## COMPLETE THE FOLLOWING
1 > Copy verbatim the part of the forum discussion starting at "The biggest problem" and ending at "my $.02 and opinion.".
2 > Continue the forum discussion, picking up after its final sentence.

## READING PASSAGE
━━━━━━━━━━━━━━━━

The biggest problem I see in this whole deal is that it comes down to the question of whether it is better for the GL to publish it or a third party? Which would you rather have doing it? The GL would benefit from doing it themselves. Have the Committee for Work make a draft, hash out the problems, and then make it available. Then you have their official take on how it should be done. It would be set in stone and no one could argue whether they are right and someone else is wrong. If it is in there then that's how it is. There would be no more I will ask and get back to you stuff going on. 

I personally have one and use it on occasion but it isn't something I rely on. It's just nice to have if I am curious if I'm wrong or not. Just my $.02 and opinion.


----------



## free and accepted

Question is brother how educated are some and what knowledge do they who claim they are intelegent posess


----------



## Brent Heilman

free and accepted said:


> Question is brother how educated are some and what knowledge do they who claim they are intelegent posess



I guess I don't really understand the question but it sounds like to me that you are asking who made them the authority. Is that about right?

━━━━━━━━━━━━━━━━

## INFORMATION SHOWN
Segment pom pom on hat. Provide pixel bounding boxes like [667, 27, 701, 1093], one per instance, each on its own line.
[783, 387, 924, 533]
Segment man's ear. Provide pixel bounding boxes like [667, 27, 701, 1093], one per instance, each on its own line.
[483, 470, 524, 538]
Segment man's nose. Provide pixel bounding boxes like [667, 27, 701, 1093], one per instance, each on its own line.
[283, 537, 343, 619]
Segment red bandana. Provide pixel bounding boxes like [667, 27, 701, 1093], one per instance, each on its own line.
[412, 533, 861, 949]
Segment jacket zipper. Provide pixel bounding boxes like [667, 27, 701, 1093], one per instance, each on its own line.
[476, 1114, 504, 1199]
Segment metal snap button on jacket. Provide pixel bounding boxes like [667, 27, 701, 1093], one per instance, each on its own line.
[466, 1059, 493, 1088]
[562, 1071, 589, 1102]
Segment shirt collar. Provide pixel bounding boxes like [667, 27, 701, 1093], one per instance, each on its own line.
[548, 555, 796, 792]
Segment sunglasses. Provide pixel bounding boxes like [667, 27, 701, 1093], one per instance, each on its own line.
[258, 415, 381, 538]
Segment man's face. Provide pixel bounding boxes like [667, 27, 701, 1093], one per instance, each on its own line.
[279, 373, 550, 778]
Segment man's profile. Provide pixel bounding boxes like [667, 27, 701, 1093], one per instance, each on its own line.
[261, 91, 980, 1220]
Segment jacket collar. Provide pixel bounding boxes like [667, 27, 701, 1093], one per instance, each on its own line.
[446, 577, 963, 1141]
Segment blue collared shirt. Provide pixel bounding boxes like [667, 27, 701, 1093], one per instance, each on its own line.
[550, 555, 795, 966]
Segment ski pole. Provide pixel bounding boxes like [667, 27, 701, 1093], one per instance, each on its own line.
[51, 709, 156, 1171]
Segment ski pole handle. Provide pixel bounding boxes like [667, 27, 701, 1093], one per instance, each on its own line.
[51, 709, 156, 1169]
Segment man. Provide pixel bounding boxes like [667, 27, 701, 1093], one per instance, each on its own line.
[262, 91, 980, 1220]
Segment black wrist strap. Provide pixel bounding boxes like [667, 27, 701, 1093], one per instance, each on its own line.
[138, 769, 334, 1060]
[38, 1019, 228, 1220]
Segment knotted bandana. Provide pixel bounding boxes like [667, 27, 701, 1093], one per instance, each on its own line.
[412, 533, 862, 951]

━━━━━━━━━━━━━━━━

## PER-TASK OUTPUTS
1 >
The biggest problem I see in this whole deal is that it comes down to the question of whether it is better for the GL to publish it or a third party? Which would you rather have doing it? The GL would benefit from doing it themselves. Have the Committee for Work make a draft, hash out the problems, and then make it available. Then you have their official take on how it should be done. It would be set in stone and no one could argue whether they are right and someone else is wrong. If it is in there then that's how it is. There would be no more I will ask and get back to you stuff going on. 

I personally have one and use it on occasion but it isn't something I rely on. It's just nice to have if I am curious if I'm wrong or not. Just my $.02 and opinion.

2 >
----------



## jwhoff

Brent Heilman said:


> Oklahoma publishes their own. The good thing about this is that all the money earned from the sale goes to the GL.



Several years back the Grand Master of Oklahoma visited the GLoTX (ah, Baja Oklahoma) and quoted a number, I believe $600K, for monies brought in by that very code book of which you speak.  And, my guess is, it doesn't contain *four* errors. 

Still, I understand both sides of the argument and would be hard pressed to champion either.


----------



## BryanMaloney

Unless the book is encrypted in such a way that it cannot be decrypted without a great deal of effort or the use of computers, it might as well just be written in English. I can read simple substitution cyphers with just a little practice if I know the key--and breaking a simple substitution cypher is literally a child's game. I used to play it with friends in elementary school. If the "code" is really just a simple substitution cypher (e.g., "A" is always represented by the same symbol, "B" by a uniform, distinct symbol, etc.), then it's just English with a different alphabet--no challenge to any computer geek or D&D player. Other encryption methods are a bit more tricky, but unless they are complex enough to actually require a computer to encrypt and decrypt, the method has already been broken a long time ago, and only mere details would need to be worked out.

In short, publishing a "code book" that is a simple cypher or other simple encryption method, in this day and age, is identical to publishing it in plain English.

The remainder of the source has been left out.